EXERCISE MATERIALS –
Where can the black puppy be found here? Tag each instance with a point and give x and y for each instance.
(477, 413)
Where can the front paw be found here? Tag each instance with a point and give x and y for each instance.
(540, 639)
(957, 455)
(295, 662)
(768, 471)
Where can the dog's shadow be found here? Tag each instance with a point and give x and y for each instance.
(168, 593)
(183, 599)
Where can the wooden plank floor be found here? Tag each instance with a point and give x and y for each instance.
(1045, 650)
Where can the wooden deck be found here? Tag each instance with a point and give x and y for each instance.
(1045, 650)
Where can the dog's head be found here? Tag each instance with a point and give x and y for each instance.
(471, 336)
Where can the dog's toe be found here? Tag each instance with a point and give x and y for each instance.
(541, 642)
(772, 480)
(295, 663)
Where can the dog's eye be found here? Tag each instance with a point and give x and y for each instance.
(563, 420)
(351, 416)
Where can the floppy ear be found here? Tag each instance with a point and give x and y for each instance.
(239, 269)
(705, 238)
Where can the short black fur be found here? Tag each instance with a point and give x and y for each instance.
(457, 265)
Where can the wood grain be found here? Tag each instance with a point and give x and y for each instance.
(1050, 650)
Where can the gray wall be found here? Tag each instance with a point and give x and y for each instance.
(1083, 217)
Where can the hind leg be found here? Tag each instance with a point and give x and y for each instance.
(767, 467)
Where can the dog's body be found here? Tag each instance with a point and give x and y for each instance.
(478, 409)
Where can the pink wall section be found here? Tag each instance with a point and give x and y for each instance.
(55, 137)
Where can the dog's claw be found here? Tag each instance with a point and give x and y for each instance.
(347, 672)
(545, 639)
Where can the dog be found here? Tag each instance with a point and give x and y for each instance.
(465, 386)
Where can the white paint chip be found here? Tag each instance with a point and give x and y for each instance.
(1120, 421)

WHAT YOU WILL DO –
Repeat the material word for word, leaving out no line.

FINISHED TASK –
Where can the black puppy be found here? Tag each instance with a point and give x and y for each instance.
(477, 413)
Where can the front paw be found here? Tag each instance with a point and give x and y for each instance.
(540, 639)
(957, 455)
(295, 662)
(768, 471)
Where can the dog's shadow be found here? Tag each instance with a point and give x and y for each instance.
(168, 593)
(183, 599)
Where can the wooden plank floor be found here? Tag each instance with a point and give x and y for each instance.
(1045, 650)
Where can the wooden deck be found here? Tag each instance with a point and give x and y for each instance.
(1045, 650)
Where can the dog's head be found here? Tag each instance with a point and give x and y for each instance.
(471, 336)
Where can the dog's toe be found here? Tag each instance with a point and give x and y for each instance.
(541, 642)
(772, 480)
(295, 663)
Where can the dog's eye be found here? Tag each instance with a point and give x and y for each instance.
(563, 420)
(351, 416)
Where can the floppy ear be found here? Tag each instance with a point and give x and y for each instance.
(239, 269)
(705, 238)
Where can the short black fur be found here? Tag each instance with a point and give x and y for each instance.
(457, 265)
Where can the wood grain be found here? Tag each instance with a point and give x and y for each instance.
(1050, 650)
Where can the gray wall be found here? Tag each instance with a point and give x and y for each instance.
(1083, 217)
Where can the hind leg be found here? Tag each instance with a point and give x and y for each instance.
(767, 467)
Where can the dog's body be found here? Tag each instance with a point and give x and y for each instance.
(478, 409)
Where can the pink wall section be found here? Tag each instance with a point and give x and y for each instance.
(55, 137)
Where can the dog's claw be found here? Tag each instance with a point and give x and y for each instance.
(347, 672)
(545, 639)
Where can the dog be found here? Tag each instance with a point and give x and y for each instance.
(465, 386)
Where can the white paint chip be found here? Tag each instance with a point and give x and y for each instance.
(1120, 421)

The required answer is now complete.